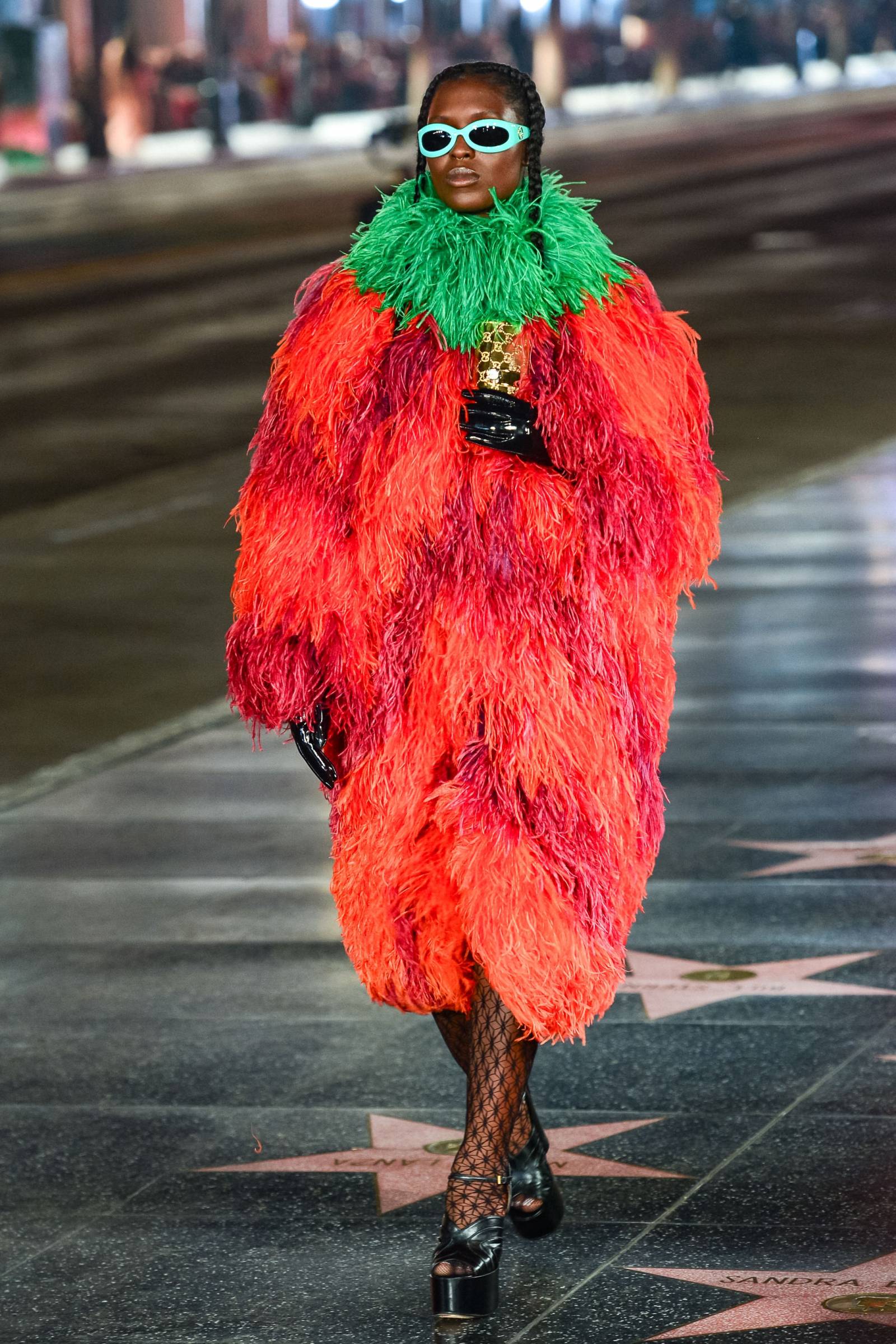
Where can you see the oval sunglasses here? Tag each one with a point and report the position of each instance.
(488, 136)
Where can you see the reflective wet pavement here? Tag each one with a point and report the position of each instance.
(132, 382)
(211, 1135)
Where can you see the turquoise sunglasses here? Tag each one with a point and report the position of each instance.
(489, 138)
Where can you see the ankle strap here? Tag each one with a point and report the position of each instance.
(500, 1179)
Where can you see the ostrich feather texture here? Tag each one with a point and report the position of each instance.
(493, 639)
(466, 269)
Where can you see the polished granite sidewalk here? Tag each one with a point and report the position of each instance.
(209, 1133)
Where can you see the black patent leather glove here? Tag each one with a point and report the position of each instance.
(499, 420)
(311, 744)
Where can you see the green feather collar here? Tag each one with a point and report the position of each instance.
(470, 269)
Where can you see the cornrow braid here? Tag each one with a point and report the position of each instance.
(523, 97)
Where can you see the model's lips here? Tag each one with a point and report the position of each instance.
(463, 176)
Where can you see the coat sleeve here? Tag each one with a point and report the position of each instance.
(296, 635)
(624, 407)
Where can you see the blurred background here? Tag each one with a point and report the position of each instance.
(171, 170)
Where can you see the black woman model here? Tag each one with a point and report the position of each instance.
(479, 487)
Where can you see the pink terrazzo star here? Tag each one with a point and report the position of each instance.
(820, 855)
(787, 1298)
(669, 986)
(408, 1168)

● ● ● ● ●

## GIVEN TASK
Convert every line of the records above into a JSON list of strings, one string per line, with blank lines skipped and the pictures left out.

## SOLUTION TO THIS PROBLEM
[
  "Where can you see the oval sunglasses here? Tag each one with a point and report the position of each instance.",
  "(488, 136)",
  "Where can you see the reflective wet pavement here? Tag each one with a point and report the position of each instance.",
  "(132, 382)",
  "(211, 1135)",
  "Where can you see the turquoise sunglasses here? Tag each one with a point and report the position of each instance.",
  "(489, 138)",
  "Where can you see the ankle strap here? Tag each one with a point and report the position of each instance.",
  "(500, 1179)",
  "Where can you see the ostrich feather texture here? Tag each one with a point and report the position of each instance.",
  "(493, 639)",
  "(466, 269)",
  "Where can you see the polished granite sidewalk here? Tag each one with a point and report the position of each instance.",
  "(209, 1133)",
  "Where can you see the black patent leather glove here? Tag each one with a point and report the position of each instance.",
  "(499, 420)",
  "(311, 744)",
  "Where can you see the green feather collar here? Tag each one with a point and report the position of each instance.",
  "(470, 269)",
  "Where can you see the cornrow braid here? Tag each one with a point and report the position of each instance.",
  "(523, 97)",
  "Where can you see the model's lips here? Tag each one with a point and report the position of each instance.",
  "(463, 176)",
  "Where can you see the coat sleeve here? Tag each one with a point and report the position of each instance.",
  "(296, 635)",
  "(624, 407)",
  "Where can you see the blurred background here? Tag each one with a point and report the position of each instance.",
  "(171, 170)",
  "Where can you see the black woman model here? Tag each one with a point and report the position of each instance.",
  "(479, 487)",
  "Where can you see the pink terrazzo star here? Tag each one with a point and report the position of each instance.",
  "(820, 855)",
  "(787, 1298)",
  "(669, 986)",
  "(408, 1168)"
]